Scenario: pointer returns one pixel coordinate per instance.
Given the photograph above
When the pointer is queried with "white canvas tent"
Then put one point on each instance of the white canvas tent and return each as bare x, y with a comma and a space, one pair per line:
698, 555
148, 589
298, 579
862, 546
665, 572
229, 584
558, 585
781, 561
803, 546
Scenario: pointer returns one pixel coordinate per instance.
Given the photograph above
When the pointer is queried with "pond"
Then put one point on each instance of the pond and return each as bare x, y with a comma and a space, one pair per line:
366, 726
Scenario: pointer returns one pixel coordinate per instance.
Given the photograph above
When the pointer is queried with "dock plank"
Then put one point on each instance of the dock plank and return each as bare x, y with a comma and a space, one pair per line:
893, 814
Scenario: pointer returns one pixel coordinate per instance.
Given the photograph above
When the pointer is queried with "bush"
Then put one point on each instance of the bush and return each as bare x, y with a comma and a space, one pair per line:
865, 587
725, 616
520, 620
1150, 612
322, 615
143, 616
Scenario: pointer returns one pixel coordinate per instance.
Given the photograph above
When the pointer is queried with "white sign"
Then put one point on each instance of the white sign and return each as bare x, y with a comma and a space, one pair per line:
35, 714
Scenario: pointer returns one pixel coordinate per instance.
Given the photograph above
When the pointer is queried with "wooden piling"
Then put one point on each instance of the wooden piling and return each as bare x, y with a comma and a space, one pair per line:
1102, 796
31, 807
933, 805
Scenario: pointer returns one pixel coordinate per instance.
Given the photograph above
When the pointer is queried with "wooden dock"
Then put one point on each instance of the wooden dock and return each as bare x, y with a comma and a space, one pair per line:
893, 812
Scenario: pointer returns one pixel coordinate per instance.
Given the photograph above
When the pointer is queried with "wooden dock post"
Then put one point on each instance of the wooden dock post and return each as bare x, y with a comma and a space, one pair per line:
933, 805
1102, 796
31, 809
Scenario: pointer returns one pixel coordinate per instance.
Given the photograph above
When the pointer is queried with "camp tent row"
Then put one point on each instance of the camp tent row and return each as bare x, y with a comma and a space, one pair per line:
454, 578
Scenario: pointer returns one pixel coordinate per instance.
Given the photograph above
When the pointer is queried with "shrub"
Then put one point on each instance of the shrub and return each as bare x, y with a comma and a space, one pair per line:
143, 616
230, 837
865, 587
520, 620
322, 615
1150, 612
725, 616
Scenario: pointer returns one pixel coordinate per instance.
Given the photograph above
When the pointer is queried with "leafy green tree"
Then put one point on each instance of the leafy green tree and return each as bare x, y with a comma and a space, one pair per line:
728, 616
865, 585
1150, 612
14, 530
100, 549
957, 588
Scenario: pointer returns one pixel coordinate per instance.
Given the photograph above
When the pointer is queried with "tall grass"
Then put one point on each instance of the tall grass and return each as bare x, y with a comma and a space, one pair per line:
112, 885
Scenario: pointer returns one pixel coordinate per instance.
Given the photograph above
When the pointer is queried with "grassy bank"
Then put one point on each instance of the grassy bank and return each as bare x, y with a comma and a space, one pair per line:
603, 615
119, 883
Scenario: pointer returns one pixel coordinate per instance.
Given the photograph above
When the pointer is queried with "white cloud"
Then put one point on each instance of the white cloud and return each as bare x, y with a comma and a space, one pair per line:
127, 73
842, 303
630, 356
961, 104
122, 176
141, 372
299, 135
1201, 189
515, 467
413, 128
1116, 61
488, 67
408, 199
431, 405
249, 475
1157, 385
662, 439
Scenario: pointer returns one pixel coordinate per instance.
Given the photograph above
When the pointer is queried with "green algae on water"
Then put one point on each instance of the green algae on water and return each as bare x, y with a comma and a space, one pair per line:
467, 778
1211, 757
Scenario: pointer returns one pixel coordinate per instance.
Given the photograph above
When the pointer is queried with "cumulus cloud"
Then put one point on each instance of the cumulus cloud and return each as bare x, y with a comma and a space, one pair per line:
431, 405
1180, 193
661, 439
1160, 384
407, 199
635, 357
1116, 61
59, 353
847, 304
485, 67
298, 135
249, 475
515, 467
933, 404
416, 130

****************************************

The listing is to be retyped in full, exactly as shown.

REPLY:
Scenario: pointer returns one pixel coordinate per instance.
Given the photograph above
When the pointer is queried with "white canvas tent"
Then put one point on each instance of the white canvas tent and return each as bare x, y with a comma and a space, one pair per line:
698, 555
148, 589
298, 579
862, 546
665, 572
229, 584
558, 585
781, 561
803, 546
Scenario: pointer returns one pixel coordinate per instance.
Given the photograph above
When the pointer is queried with "pond"
Then put one point on each instance of the pond and return each as bare x, y with a comma and a space, one pair per line:
366, 726
Scenario: pointer returns one pixel coordinate per instance.
Given the photograph above
When the pointer is queried with "dock plank"
Then put one point on each instance of the dock plank and return each as bare x, y with a comma and a space, one pair per line:
893, 814
Scenario: pointer returns one pixel coordinate per instance.
Given the photograph above
When the pointer is queried with "bush"
Then put one point on each instance of the bush and return each as bare x, y with a comma and a space, one pair per line:
865, 587
725, 616
520, 620
1150, 612
322, 615
143, 616
Scenario: pointer returns one pixel coordinate per instance.
Given the photograph above
When the pointer is queried with "white sign"
Then put one point on each instance of the white sign and return each as bare x, y with a comma and a space, one pair per line:
35, 714
Scenario: pointer returns one pixel coordinate per instance.
Given the photograph above
When the pointer is queried with "wooden piling"
Then put one point on each instance of the wooden piling and return each as bare x, y with a comma and a space, one pair per line:
1102, 796
31, 807
933, 805
Scenario: pointer returns one pixel coordinate per instance.
Given the photograph above
When the pointer is queried with "wooden dock"
Then put one point on each instance of the wooden dock and return each as bare x, y with a comma and a space, one pair per line:
893, 812
Scenario: pointer returns one pixel coordinate per instance.
Given the photograph above
When the pointer is queried with "wooden dock post"
Then put one point on each instance of the wooden dock post and return each as bare x, y with a comma and a space, one pair per line:
933, 805
1102, 796
31, 809
Scenario: pointer returns one pixel coordinate per instance.
Given the photograph above
When the pointer is queried with "camp tent row"
Then put one point on each instance of the camp tent row and return each as bare x, y with a comma and a space, one pair per line:
454, 578
Scenario: pointer returns one pixel coordinate per instance.
Given the photograph above
When the pointer is queried with "shrub"
Then put one point on each instance of the shrub and return each as bare x, y with a comma and a space, one pair per line:
143, 616
230, 837
865, 587
520, 620
322, 615
1150, 612
725, 616
Scenario: pointer returns one pixel coordinate per instance.
Given the photograph above
When the pointer is queried with "leafy green tree"
Then put one point on each instance of the leafy green tree and return each as bare x, y with a comma and a space, one pair per line:
728, 616
865, 585
1150, 612
14, 530
100, 549
957, 588
Scenario: pointer returns one pixel coordinate per instance.
Given the photograph above
When the pointer is queried with "tall grass"
Then put one point on each instance of the tall grass and return each as bare x, y with a comma and a space, one pair per line:
112, 885
Scenario: pointer returns one pixel coordinate per instance.
Given the photograph above
When the pointer is queried with "grassy bank"
Then put one point on each instance of the grassy bank and return each as bare x, y with a comma and a space, one pair per line:
603, 615
119, 883
Scenario: pointer returns one pixel coordinate per instance.
Given the photograph above
When the pointer is queried with "white cloud"
Then put one point on each instance of the white cloud and return each as bare x, y with a comma and a space, one pair per line:
127, 73
842, 303
630, 356
961, 104
122, 176
141, 372
299, 135
1201, 189
515, 467
413, 128
1116, 61
488, 67
408, 199
431, 405
249, 475
1157, 385
662, 439
Scenario: pointer returns one pixel coordinate per instance.
Given the photograph above
When the pointer is queried with "green algae on water"
Then put one point on each instance of the green algae on water and return each as bare x, y with a comma and a space, one pair per line:
467, 778
1211, 757
Scenario: pointer returns one pixel coordinate per instance.
Given the photograph above
When the pointer is queried with "cumulus cloud"
Then put one point on each instance of the cumulus cloud and return each as bare x, y with a comma and a space, one pair per line:
431, 405
1180, 193
661, 439
1160, 384
407, 199
635, 357
1116, 61
59, 353
847, 304
485, 67
298, 135
249, 475
515, 467
933, 404
416, 130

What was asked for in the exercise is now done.